Supplied data:
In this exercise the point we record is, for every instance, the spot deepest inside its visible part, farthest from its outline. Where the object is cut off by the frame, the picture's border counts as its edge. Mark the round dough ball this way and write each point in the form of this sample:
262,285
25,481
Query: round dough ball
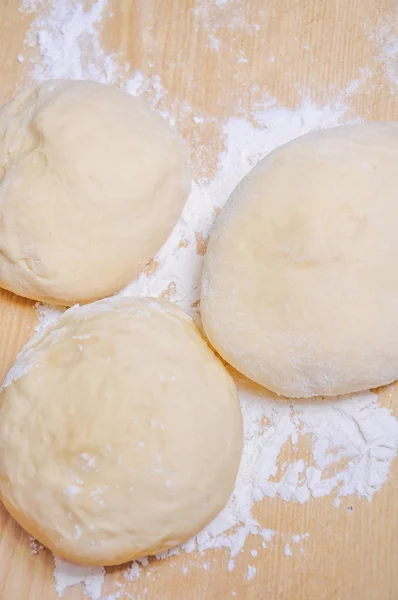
92,183
121,433
300,284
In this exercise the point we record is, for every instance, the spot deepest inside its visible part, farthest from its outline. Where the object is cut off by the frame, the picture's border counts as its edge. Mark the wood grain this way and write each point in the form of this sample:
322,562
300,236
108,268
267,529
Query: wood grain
292,47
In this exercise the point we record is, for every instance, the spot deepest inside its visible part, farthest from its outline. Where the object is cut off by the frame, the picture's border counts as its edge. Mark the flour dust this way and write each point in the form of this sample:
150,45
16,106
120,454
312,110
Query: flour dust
352,441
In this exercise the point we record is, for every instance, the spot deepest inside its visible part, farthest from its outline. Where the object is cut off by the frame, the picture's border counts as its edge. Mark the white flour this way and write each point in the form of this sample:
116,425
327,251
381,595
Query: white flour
354,440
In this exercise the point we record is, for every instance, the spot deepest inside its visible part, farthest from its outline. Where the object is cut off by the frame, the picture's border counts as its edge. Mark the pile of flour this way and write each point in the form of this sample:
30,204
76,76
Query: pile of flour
353,440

Exercise brief: Return all the data exactly, and keep the pictures out.

Your response:
In this exercise the point we record is, for every instance, the spot deepest inside its visible part, farthest from its outline. Where the object is cut off by the frame, the picture's border counts as its edge. Mark the round dough ball this way and write each point in the form of this sample:
262,285
25,481
Query: round dough ball
92,183
121,433
300,284
In this exercise the point we record is, for every instance, the spot deepest inside its visible part, farthest from its outline. Where the object is cut off by the frame, the picture's border counts as its edge. Mark the wood grain this way and write each point in the form of this sample:
322,562
300,236
108,268
267,529
Query: wood grain
292,47
In this exercise the point we record is, for every instance, the spot deepest inside its visible part, farthest from its outline. Where the object is cut off by the frame, the picture's border counts as its edge. Mark the flour dust this way and write each point in the form of this sample:
150,45
16,106
120,454
312,110
Query: flour dust
352,441
In this exercise the point we record is, for every instance, the spot deepest inside its visible part, farthest from its outline. Where the object is cut off by the frame, the picture's border counts as its edge. Mark the white flour this way and write each point in the form of this sample:
116,425
327,251
381,595
Query: white flour
354,440
In this exercise the point we record is, for every instance, the spot deepest inside its visible part, farthest from its outline. Where the object is cut off by the frame, the picture's border counts as its edge. Mark the pile of flour this way and write each point in the form of this sample:
30,204
76,76
Query: pile of flour
353,440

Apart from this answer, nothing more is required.